WHAT THE TASK ASKS: Recast the material, from its first line through the line containing "POLYGON ((378 128, 357", as a Markdown table with the columns No. and Line. Give each row its number and leave out blank lines.

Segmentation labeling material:
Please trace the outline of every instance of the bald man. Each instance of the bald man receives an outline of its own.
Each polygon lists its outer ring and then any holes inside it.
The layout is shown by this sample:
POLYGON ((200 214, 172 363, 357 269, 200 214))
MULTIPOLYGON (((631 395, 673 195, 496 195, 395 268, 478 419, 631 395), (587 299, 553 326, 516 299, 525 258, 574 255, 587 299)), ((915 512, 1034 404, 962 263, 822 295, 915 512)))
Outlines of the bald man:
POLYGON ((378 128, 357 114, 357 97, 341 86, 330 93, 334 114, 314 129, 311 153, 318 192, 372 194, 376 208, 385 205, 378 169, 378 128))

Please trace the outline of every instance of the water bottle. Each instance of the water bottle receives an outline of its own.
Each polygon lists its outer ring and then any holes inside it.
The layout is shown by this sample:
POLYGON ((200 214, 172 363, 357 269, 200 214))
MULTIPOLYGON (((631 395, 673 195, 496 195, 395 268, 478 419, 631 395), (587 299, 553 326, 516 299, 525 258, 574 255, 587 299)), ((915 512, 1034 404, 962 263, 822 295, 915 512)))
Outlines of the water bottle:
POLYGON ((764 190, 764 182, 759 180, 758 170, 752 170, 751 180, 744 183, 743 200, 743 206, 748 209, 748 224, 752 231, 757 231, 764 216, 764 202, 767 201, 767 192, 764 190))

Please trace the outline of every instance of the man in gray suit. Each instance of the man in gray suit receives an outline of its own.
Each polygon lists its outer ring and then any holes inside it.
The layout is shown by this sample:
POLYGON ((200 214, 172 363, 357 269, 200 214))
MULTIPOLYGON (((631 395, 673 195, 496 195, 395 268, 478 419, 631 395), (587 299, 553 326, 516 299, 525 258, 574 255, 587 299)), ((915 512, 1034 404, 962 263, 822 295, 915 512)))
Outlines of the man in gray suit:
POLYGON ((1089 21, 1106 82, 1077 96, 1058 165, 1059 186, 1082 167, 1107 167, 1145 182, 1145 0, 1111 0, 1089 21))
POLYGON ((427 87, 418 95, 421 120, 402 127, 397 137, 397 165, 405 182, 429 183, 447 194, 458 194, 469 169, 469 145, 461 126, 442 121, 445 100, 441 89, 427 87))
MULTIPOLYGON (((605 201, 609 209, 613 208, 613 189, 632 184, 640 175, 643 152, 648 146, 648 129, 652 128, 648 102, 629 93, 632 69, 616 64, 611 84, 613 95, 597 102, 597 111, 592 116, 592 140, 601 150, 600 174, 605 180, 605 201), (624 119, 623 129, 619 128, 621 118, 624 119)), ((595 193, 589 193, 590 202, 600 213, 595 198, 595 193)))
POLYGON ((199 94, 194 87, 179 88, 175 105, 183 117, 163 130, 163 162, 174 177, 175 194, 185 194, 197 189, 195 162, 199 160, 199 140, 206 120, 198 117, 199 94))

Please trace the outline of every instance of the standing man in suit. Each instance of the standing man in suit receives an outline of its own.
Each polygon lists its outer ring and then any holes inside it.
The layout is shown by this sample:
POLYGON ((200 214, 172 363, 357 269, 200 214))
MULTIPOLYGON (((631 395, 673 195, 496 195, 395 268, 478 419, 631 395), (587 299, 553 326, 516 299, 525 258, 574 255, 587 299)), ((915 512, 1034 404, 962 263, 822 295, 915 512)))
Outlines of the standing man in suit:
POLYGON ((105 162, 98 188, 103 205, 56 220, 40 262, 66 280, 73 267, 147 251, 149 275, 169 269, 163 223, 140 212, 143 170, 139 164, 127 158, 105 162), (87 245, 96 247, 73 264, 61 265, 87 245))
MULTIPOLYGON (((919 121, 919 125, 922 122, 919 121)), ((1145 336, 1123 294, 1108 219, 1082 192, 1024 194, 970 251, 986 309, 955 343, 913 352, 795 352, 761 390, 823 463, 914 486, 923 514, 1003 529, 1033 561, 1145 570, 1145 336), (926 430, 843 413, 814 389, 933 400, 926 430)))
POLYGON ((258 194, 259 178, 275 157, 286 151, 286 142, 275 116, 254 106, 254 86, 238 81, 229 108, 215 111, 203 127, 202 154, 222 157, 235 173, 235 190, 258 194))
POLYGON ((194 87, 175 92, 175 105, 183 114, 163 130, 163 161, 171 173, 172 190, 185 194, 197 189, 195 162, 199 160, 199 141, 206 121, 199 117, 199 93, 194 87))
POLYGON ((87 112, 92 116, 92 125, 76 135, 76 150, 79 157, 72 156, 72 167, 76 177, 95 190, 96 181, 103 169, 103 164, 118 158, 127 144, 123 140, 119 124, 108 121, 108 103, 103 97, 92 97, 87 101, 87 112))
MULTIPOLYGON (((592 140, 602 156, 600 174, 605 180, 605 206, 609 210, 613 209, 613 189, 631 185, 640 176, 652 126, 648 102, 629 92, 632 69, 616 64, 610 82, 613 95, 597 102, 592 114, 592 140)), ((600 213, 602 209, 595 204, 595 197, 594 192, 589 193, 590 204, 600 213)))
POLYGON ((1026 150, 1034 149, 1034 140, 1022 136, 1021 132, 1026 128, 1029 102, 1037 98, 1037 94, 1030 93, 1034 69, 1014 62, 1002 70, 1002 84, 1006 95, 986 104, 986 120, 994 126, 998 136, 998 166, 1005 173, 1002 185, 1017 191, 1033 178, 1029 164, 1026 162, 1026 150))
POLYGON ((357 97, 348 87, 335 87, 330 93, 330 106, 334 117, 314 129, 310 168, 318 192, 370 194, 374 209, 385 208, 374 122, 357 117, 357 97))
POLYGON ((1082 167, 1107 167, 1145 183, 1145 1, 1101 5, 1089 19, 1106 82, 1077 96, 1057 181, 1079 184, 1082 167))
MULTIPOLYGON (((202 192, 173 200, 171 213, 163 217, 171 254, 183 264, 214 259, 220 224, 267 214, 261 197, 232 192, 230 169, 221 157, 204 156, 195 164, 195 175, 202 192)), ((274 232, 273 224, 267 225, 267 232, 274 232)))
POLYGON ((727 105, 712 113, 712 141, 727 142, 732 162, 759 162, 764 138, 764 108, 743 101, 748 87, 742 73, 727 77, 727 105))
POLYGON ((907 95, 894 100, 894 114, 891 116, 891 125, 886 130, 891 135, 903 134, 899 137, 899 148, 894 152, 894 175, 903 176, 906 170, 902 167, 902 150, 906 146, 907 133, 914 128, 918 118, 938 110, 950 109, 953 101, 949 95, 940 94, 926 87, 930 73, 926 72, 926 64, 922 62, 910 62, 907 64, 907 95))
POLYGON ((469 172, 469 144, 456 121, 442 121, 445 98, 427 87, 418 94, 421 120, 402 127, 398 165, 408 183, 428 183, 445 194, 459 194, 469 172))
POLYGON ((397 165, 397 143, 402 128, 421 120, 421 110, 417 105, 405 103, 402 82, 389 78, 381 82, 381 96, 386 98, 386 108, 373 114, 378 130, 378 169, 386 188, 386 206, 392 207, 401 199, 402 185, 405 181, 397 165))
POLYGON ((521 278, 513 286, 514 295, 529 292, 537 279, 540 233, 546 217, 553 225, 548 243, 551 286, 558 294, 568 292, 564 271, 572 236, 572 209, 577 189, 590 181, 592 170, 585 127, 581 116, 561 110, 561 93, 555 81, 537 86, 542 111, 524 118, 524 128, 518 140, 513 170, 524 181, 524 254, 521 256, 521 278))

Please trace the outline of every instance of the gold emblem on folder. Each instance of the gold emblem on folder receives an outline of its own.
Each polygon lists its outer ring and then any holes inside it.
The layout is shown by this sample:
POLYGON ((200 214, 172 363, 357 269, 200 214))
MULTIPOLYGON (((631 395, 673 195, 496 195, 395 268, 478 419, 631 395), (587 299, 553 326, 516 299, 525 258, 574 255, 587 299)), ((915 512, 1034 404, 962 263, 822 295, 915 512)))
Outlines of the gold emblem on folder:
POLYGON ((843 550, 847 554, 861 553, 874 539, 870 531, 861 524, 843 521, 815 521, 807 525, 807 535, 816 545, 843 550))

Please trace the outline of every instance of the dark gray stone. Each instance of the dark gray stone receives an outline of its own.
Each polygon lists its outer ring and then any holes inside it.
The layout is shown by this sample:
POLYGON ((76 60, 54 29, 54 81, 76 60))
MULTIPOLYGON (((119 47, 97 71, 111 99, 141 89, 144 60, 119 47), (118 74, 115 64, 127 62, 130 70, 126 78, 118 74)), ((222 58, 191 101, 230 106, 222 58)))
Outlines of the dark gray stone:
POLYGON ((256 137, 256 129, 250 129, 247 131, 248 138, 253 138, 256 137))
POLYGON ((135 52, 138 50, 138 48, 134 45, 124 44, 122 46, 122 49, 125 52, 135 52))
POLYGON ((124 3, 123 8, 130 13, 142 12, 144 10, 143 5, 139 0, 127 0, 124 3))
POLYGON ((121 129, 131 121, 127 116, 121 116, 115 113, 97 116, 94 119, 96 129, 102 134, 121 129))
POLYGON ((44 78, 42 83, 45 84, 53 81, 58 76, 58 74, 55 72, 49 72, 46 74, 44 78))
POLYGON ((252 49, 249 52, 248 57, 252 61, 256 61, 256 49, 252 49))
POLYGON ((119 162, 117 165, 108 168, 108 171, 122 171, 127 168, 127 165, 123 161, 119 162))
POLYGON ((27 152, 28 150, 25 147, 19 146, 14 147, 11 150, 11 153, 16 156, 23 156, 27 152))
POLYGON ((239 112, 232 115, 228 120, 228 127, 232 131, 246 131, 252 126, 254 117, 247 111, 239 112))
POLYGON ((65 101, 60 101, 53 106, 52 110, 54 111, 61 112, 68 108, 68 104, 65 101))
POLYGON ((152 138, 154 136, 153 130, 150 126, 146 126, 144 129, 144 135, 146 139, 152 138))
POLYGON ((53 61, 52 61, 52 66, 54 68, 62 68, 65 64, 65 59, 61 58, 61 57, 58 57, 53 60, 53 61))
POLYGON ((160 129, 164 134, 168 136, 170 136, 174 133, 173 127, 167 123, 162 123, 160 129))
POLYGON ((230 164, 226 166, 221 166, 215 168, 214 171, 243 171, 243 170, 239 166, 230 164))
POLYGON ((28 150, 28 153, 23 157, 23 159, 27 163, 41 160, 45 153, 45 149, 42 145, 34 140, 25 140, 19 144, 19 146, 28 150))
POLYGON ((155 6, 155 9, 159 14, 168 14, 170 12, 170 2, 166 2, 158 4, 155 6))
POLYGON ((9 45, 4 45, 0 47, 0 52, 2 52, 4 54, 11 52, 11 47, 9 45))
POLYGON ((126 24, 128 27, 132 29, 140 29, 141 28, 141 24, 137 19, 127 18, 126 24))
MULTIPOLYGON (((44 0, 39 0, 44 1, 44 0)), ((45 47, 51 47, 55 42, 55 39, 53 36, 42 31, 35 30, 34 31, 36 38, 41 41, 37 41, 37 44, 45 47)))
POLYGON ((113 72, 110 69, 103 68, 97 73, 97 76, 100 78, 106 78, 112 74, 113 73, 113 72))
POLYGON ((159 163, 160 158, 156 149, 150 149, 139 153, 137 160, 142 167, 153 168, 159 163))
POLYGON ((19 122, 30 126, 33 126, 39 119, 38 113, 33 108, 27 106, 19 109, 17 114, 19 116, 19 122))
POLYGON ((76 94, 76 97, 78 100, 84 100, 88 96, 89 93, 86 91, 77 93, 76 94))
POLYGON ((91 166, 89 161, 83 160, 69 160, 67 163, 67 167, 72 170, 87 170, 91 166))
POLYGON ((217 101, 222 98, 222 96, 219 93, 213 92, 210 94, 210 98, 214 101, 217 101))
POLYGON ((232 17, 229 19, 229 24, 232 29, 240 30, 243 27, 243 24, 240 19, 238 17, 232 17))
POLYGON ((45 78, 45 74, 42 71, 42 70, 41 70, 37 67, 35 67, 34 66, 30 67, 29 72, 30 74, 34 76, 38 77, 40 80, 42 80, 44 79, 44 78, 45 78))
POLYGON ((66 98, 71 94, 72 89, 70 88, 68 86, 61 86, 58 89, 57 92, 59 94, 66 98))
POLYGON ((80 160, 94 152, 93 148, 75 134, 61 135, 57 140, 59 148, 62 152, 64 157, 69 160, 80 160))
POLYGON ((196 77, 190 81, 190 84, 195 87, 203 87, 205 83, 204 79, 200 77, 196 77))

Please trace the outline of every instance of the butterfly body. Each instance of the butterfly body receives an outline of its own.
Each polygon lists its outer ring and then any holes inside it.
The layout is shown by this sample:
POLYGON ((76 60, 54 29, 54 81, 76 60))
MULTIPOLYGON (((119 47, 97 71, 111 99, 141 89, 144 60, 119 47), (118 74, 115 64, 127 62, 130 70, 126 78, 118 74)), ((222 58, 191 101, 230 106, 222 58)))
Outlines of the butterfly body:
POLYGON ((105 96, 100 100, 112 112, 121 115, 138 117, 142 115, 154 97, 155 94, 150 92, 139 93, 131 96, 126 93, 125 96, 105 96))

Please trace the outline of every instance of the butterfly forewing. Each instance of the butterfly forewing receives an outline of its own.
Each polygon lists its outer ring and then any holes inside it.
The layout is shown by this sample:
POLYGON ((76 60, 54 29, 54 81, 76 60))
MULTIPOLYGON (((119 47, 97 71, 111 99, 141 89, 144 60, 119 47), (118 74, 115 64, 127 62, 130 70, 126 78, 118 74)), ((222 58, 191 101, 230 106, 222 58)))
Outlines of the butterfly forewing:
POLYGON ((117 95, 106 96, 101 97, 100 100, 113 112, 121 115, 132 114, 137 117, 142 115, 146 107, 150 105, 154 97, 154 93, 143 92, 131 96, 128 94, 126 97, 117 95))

FINISHED TASK:
| No. | Line |
|---|---|
| 1 | Please trace the outline of every instance of the bald man. Each instance of the bald man receives an outline of its own. |
| 2 | Each polygon lists its outer ring and then any holes inside it. |
| 3 | The layout is shown by this sample: |
| 4 | POLYGON ((200 214, 172 363, 357 269, 200 214)) |
| 5 | MULTIPOLYGON (((631 395, 673 195, 496 195, 395 268, 478 419, 631 395), (587 299, 553 326, 516 299, 525 258, 574 255, 587 299)), ((915 512, 1034 404, 962 263, 822 295, 915 512))) |
| 6 | Outlines of the bald man: |
| 7 | POLYGON ((378 128, 357 114, 357 97, 341 86, 330 93, 334 114, 314 129, 311 153, 318 192, 372 194, 376 208, 385 205, 378 169, 378 128)) |